Although the evidence for global warming is well established (Hegerl et al., 2007; Trenberth et al., 2007), regional warming trends in Madagascar have not been widely explored and the potential vulnerability of these endemic montane assemblages has not been discussed or studied. No observations of changes in physical or biological systems were noted for Madagascar in the latest Intergovernmental Panel on Climate Change report (Rosenzweig et al., 2007). The only specific studies for Madagascar known to us are Jury (2003) who reported an increase in coastal sea surface temperatures around Madagascar of ∼1 °C over the past century (see also Karoly & Wu, 2005) and Heiss et al. (1998) who detected a general warming trend (with oscillations) from 1930 to present in a core taken from a 350-year-old coral off the coast of southwest Madagascar. In addition, the widespread bleaching of coral reefs in Madagascar during 1988 has been linked to the exceptionally high (33 °C) ocean temperatures of this period (Wilkinson et al., 1999) and it has been predicted that the vegetation cover of Madagascar will show negative responses to a possible increasing frequency of El Niño Southern Oscillation (ENSO) phenomenon that is associated with global climate change (Ingram & Dawson, 2005).
For this study, we selected the Tsaratanana Massif in northern Madagascar (sometimes referred to as the Northern Highlands) as the region of investigation (Fig. 1). We chose this massif for the following reasons: (1) the massif includes the highest summit in Madagascar (Maromokotro, 2876 m elevation, 14°01′S, 48°58′E); (2) the massif is rich in locally endemic species (e.g. Jenkins, 1987; Raxworthy & Nussbaum, 1997; Fig. 2); (3) the massif includes an intact transect of primary habitat between 1400 and 2876 m, and (4) during 1993 and 2003 we conducted distributional surveys of the herpetofauna (reptiles and amphibians) of the Tsaratanana Massif using the same elevational sampling transect and research camps. To the best of our knowledge, these surveys represent the only repeat biological surveys of any montane elevational transect in Madagascar over the past two decades.

(Images for locating objects)
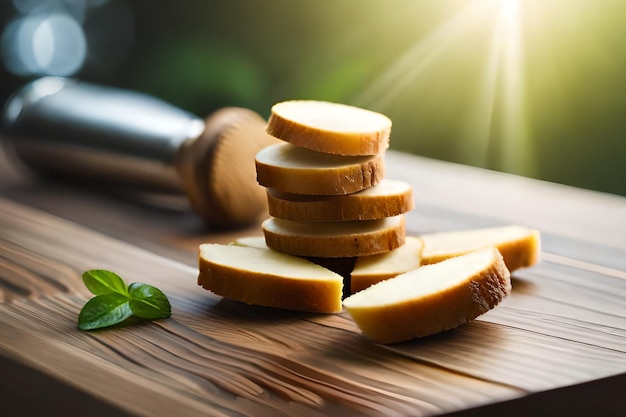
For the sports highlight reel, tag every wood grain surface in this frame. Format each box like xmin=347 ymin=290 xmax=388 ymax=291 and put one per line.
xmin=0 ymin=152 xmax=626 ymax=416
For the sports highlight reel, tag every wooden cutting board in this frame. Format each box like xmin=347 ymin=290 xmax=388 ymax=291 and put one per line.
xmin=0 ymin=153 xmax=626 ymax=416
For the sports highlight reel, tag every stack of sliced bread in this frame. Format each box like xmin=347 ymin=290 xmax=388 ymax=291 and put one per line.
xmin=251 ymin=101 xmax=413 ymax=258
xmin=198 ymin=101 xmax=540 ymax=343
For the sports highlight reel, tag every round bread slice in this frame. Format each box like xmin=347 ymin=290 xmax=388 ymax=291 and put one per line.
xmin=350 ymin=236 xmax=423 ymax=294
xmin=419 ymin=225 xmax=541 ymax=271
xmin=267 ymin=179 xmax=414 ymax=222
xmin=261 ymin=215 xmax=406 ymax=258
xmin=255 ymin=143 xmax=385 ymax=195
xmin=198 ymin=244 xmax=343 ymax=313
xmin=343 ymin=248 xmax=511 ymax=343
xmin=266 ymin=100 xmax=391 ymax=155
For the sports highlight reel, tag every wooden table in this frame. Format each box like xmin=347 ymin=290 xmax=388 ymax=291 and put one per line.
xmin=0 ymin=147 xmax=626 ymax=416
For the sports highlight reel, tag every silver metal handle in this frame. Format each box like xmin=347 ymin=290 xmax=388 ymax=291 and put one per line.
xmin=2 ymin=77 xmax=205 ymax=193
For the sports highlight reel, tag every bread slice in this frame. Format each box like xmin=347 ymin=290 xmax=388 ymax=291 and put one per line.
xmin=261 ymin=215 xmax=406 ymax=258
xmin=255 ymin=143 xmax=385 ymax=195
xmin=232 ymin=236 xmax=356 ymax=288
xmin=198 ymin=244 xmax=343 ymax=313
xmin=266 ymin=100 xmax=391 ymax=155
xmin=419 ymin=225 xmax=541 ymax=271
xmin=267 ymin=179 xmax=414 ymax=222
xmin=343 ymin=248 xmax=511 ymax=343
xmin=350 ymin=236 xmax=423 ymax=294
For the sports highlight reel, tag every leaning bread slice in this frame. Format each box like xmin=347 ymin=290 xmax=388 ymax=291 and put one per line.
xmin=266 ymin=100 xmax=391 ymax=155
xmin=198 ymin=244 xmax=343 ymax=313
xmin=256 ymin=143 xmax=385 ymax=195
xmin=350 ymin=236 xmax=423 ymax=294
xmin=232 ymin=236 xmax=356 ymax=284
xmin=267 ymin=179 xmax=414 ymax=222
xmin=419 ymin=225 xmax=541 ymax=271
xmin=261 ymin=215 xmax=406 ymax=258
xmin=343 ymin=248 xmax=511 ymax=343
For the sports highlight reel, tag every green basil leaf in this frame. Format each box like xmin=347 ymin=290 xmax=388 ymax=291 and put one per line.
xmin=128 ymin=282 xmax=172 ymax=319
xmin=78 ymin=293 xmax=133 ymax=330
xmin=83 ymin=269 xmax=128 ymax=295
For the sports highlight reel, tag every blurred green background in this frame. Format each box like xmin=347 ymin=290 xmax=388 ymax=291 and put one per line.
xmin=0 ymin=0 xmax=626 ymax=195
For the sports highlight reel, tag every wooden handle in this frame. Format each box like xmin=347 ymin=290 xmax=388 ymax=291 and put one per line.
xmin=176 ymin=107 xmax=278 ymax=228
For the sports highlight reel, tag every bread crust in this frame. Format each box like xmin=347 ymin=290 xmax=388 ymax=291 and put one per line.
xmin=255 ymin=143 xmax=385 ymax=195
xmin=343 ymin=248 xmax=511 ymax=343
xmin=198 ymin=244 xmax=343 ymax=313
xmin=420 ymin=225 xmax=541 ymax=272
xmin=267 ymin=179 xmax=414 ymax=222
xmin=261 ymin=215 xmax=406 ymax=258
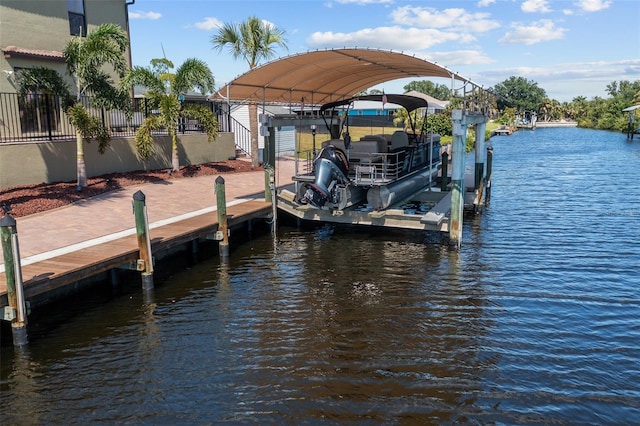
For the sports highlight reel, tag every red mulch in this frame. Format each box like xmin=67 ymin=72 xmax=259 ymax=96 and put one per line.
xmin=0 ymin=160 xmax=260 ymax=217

--

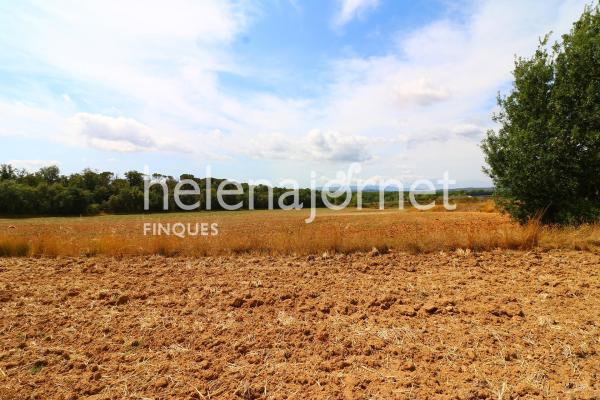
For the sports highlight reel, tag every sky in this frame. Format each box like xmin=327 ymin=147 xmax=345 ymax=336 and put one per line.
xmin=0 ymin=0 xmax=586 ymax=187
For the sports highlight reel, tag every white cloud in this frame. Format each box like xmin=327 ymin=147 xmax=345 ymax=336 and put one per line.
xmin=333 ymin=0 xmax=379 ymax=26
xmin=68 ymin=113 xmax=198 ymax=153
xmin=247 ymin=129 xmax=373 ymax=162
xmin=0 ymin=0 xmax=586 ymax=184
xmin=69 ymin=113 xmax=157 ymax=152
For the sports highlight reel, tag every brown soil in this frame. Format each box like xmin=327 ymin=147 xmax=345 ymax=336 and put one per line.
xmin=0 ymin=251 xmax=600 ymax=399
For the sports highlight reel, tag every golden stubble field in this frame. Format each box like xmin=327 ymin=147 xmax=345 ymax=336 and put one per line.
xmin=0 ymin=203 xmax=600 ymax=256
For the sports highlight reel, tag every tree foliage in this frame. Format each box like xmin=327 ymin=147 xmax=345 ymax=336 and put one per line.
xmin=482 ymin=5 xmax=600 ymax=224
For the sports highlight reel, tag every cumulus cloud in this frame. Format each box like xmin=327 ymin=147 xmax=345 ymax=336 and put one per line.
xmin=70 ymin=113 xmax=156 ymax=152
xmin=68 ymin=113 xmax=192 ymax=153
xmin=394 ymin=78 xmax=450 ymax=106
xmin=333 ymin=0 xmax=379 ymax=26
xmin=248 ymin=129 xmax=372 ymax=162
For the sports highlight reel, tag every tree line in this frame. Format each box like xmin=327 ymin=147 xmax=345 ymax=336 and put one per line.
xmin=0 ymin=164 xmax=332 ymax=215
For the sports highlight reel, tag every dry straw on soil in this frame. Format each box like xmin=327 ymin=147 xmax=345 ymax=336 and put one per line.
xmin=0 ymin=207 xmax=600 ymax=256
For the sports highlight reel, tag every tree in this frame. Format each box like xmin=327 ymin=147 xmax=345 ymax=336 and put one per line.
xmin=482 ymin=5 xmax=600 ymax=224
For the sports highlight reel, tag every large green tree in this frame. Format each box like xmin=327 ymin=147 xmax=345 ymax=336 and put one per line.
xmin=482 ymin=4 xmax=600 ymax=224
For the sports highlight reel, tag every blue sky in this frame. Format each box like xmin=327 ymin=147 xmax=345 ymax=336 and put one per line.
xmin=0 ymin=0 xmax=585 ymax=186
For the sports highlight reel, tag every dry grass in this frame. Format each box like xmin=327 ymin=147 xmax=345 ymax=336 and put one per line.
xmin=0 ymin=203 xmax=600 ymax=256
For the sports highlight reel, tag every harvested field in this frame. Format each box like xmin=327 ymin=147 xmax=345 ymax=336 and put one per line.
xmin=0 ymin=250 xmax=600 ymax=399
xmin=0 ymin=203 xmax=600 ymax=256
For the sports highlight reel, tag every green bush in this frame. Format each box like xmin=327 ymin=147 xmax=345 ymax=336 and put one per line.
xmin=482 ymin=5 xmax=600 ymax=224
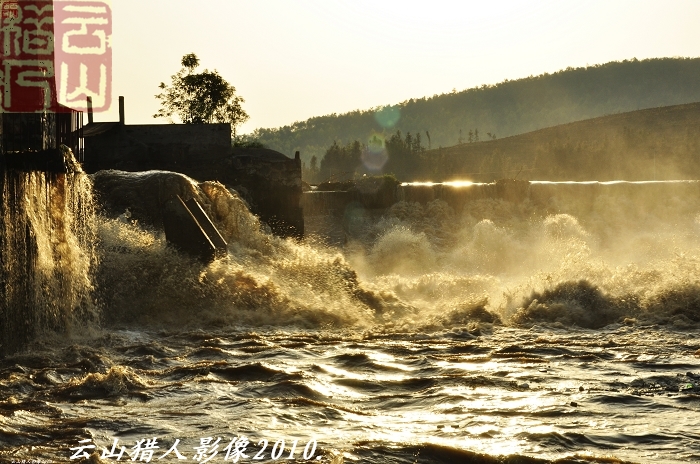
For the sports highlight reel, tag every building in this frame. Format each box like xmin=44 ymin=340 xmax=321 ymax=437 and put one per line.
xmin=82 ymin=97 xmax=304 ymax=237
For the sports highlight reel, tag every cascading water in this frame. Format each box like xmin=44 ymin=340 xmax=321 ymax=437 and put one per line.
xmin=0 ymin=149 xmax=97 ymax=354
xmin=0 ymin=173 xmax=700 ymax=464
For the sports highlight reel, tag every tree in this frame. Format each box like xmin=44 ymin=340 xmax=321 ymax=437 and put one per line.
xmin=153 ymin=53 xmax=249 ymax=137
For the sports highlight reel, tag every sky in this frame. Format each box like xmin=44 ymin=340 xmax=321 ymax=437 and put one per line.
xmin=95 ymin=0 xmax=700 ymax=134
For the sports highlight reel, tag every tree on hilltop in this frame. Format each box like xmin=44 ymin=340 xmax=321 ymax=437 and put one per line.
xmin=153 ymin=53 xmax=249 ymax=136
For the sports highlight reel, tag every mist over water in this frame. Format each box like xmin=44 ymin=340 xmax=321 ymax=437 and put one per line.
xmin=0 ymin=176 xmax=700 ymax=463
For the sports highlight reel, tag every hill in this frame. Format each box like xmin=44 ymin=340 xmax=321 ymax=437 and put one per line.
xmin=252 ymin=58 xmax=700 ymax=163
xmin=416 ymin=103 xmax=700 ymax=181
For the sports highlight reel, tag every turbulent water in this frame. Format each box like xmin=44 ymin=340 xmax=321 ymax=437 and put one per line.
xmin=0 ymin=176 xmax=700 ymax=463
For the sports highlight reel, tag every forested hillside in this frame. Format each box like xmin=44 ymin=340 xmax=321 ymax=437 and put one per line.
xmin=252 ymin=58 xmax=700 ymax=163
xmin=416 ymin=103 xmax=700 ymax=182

--

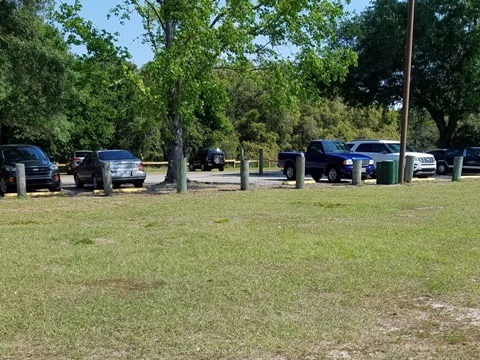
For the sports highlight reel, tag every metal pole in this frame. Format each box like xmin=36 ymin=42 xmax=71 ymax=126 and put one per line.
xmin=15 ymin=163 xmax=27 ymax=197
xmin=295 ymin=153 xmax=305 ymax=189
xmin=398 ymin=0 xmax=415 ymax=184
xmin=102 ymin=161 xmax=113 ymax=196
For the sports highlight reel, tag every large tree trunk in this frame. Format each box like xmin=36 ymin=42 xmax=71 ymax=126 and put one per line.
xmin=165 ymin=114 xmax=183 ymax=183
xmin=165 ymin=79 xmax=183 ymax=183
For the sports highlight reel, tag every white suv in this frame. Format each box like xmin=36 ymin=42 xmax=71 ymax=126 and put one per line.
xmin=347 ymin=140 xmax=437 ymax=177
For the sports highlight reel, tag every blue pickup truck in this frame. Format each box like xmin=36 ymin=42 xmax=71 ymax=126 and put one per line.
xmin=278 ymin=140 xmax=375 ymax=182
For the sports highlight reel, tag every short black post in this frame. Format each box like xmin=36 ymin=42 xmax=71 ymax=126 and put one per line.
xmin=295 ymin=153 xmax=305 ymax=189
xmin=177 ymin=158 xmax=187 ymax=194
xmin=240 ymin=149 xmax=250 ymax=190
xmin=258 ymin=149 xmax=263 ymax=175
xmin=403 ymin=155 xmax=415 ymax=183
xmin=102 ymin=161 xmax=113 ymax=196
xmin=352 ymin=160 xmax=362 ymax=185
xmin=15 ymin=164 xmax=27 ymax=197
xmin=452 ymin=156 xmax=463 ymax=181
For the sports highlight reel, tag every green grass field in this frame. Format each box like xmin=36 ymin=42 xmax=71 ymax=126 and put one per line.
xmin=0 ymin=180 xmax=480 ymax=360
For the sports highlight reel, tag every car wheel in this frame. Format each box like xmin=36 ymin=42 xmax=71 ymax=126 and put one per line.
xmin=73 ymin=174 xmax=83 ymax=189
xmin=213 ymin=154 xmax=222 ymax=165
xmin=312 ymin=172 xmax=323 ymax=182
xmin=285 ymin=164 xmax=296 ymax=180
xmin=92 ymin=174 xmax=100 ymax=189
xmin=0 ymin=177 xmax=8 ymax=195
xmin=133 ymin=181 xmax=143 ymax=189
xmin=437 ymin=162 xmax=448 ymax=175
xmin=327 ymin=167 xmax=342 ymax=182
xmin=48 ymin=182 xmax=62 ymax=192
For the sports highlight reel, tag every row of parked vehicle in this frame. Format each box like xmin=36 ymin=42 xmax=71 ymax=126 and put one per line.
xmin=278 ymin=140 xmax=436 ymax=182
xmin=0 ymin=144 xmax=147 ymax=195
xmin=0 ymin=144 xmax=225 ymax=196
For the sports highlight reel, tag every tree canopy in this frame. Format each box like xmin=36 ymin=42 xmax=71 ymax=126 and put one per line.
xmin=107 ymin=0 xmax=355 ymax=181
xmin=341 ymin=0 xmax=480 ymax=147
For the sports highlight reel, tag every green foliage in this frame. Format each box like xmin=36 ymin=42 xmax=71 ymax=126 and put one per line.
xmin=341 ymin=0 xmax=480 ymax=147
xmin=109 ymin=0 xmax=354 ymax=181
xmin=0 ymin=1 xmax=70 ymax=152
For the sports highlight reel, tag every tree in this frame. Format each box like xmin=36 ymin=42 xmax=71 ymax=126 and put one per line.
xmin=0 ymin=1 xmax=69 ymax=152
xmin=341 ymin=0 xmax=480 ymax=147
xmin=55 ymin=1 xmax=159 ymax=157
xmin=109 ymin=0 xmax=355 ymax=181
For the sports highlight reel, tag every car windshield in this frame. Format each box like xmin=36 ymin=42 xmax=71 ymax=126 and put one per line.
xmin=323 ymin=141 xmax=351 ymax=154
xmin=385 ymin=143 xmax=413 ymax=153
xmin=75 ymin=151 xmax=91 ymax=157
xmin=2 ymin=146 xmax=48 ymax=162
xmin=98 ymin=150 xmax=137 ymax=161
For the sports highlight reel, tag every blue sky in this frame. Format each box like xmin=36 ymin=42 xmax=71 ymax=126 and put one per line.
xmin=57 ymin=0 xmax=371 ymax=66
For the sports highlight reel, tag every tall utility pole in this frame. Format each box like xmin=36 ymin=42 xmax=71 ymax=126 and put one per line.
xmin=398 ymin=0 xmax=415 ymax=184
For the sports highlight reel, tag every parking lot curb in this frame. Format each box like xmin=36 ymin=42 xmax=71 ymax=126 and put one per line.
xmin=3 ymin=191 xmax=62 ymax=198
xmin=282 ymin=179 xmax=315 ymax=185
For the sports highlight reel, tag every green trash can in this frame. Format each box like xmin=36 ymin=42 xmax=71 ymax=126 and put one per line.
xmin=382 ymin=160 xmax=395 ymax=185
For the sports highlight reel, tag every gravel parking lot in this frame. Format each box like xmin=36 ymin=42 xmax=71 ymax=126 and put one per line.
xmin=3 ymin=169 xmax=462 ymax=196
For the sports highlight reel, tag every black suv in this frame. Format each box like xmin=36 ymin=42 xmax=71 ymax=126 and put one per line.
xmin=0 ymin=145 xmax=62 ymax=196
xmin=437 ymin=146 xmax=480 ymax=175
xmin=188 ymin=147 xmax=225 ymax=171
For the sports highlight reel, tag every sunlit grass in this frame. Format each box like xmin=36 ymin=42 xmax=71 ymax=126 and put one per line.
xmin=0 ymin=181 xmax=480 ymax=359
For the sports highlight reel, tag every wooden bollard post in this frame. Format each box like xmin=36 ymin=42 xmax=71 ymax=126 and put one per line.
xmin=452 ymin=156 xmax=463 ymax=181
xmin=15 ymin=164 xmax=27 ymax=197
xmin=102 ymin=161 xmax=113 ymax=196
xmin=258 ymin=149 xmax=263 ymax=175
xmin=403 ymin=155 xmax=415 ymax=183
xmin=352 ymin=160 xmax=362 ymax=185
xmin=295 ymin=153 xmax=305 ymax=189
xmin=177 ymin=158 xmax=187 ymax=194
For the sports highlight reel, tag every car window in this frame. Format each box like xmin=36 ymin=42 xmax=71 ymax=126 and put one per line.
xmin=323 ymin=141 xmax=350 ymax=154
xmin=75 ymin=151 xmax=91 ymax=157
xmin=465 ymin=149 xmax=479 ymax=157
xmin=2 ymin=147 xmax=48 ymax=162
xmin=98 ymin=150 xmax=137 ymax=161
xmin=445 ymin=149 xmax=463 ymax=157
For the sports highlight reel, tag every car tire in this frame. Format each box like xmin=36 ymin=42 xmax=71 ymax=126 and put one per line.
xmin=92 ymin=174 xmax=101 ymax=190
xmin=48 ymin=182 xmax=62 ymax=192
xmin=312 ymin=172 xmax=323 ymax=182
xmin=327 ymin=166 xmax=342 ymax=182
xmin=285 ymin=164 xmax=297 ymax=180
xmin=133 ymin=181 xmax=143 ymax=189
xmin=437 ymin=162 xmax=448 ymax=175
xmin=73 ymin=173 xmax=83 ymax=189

▸ **USING THE INFORMATION**:
a. Condense the paragraph of the extract on Madagascar that begins "For this study, we selected" into a short list that keeps its main facts.
b. According to the extract on Madagascar, what increase in coastal sea surface temperatures around Madagascar did Jury (2003) report?
c. Continue the extract on Madagascar from the point where it stops.
These rows have no connection to the extract on Madagascar.

▸ **ANSWERS PROVIDED**:
a.
Study region: the Tsaratanana Massif (Northern Highlands), northern Madagascar. Reasons for choosing it:
- It contains Madagascar's highest summit, Maromokotro (2876 m; 14°01′S, 48°58′E).
- It is rich in locally endemic species.
- It holds an intact transect of primary habitat from 1400 to 2876 m.
- The authors surveyed its reptiles and amphibians in 1993 and 2003 using the same elevational transect and research camps. As far as they know, these are the only repeat biological surveys of any montane elevational transect in Madagascar in the past two decades.

b. An increase of about 1 °C over the past century.

c.
The objectives of this study are fivefold: (1) determine if there is evidence for temperature warming trends for northern Madagascar (including the Tsaratanana Massif) based on meteorological observations and gridded monthly mean observations constrained to the period of herpetological surveys; (2) compare these meteorological observations with historical climate simulations; (3) apply a simple elevational range displacement analysis (based on lapse rates) to estimate upslope displacement at Tsaratanana; (4) determine whether there is supporting evidence for current upslope shifts of reptiles and amphibians at Tsaratanana; and (5) assess potential extinction vulnerability from upslope displacement for this and other montane assemblages in Madagascar.